ABOUT THIS EXERCISE => Reproduce the data exactly; no word may be added or dropped.

- Opening Delimiter -

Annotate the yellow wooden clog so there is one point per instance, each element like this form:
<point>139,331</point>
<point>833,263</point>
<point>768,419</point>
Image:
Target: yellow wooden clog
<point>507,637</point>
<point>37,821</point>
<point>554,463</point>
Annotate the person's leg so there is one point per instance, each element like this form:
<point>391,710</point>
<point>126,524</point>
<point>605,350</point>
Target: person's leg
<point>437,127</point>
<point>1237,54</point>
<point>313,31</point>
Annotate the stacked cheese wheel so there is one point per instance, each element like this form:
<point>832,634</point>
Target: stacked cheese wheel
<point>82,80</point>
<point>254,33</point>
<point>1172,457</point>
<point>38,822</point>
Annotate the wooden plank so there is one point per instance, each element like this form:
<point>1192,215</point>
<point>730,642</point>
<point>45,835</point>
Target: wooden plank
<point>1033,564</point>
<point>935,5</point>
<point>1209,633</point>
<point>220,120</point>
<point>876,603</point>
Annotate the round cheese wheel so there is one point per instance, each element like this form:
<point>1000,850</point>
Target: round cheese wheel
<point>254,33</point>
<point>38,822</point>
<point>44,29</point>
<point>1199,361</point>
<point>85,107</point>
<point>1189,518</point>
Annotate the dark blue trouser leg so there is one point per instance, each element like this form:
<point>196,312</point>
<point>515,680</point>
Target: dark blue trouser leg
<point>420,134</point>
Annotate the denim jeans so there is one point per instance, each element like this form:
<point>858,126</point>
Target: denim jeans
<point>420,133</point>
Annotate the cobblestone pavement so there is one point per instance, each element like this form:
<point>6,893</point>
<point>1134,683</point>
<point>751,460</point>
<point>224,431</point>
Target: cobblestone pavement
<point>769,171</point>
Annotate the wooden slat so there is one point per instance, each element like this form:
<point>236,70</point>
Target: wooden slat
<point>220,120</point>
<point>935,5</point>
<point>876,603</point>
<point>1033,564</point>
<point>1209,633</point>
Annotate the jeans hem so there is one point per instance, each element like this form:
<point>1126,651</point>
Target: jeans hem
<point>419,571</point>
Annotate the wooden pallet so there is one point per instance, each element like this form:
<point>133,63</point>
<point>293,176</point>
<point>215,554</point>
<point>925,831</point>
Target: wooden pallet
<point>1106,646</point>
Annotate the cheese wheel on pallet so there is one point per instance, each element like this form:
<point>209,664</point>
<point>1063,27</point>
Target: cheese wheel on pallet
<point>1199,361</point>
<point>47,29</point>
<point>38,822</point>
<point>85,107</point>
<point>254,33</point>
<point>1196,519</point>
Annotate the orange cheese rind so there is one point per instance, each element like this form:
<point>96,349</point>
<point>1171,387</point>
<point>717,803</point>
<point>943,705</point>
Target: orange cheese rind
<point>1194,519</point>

- Closing Delimiter -

RESULT OF THIS EXERCISE =>
Annotate the yellow wooden clog so there is one point per instance, each element like this form:
<point>139,331</point>
<point>833,263</point>
<point>768,419</point>
Image:
Target: yellow wooden clog
<point>507,637</point>
<point>37,821</point>
<point>554,463</point>
Annotate the person's leg so there is one point per instance, each element like this form:
<point>391,710</point>
<point>126,524</point>
<point>605,350</point>
Target: person's leg
<point>437,127</point>
<point>1237,54</point>
<point>313,31</point>
Annotate the stacked cheese wheel so there is one point per instance, each element like this form:
<point>832,634</point>
Target: stacked cheese wheel
<point>82,80</point>
<point>254,33</point>
<point>1172,457</point>
<point>38,822</point>
Annotate the wooden plank so there is one point per instance, each element like this form:
<point>1192,215</point>
<point>730,642</point>
<point>45,835</point>
Target: wooden plank
<point>1033,564</point>
<point>935,5</point>
<point>1209,633</point>
<point>220,120</point>
<point>876,603</point>
Annotate the round cheese wheel so there is one point per instance, each element like this form:
<point>1000,850</point>
Target: round cheese wheel
<point>254,33</point>
<point>38,822</point>
<point>44,29</point>
<point>1199,361</point>
<point>85,107</point>
<point>1189,518</point>
Annotate the dark blue trouser leg so there is one point per instance, each element like this form:
<point>196,312</point>
<point>515,680</point>
Target: dark blue trouser leg
<point>420,134</point>
Annotate the denim jeans so there is one point per instance, each element like this form:
<point>858,126</point>
Target: denim jeans
<point>420,133</point>
Annotate the cobblestone pavement so there is one point per instance, each element like this form:
<point>6,893</point>
<point>1134,683</point>
<point>751,460</point>
<point>224,431</point>
Target: cobblestone pavement
<point>769,171</point>
Annotate the wooden slat so there is one point per instance, each element like this form:
<point>236,70</point>
Target: wooden slat
<point>220,120</point>
<point>935,5</point>
<point>876,603</point>
<point>1033,564</point>
<point>1209,633</point>
Annotate the jeans hem so there is one point per instance, each element like this form:
<point>1126,651</point>
Target: jeans hem
<point>419,571</point>
Annotate the wooden pallet so there is one point per instance, each element like this form:
<point>133,63</point>
<point>293,176</point>
<point>215,554</point>
<point>925,831</point>
Target: wooden pallet
<point>1106,646</point>
Annotate the cheese wheel on pallet so there is one point per instance, each element like this form:
<point>209,664</point>
<point>1063,27</point>
Target: cheese wheel on pallet
<point>1199,361</point>
<point>47,29</point>
<point>38,822</point>
<point>85,107</point>
<point>254,33</point>
<point>1196,519</point>
Annotate the orange cheese rind so there is one point per instance, each element like this form:
<point>96,349</point>
<point>1171,387</point>
<point>717,803</point>
<point>943,705</point>
Target: orange cheese rind
<point>1194,519</point>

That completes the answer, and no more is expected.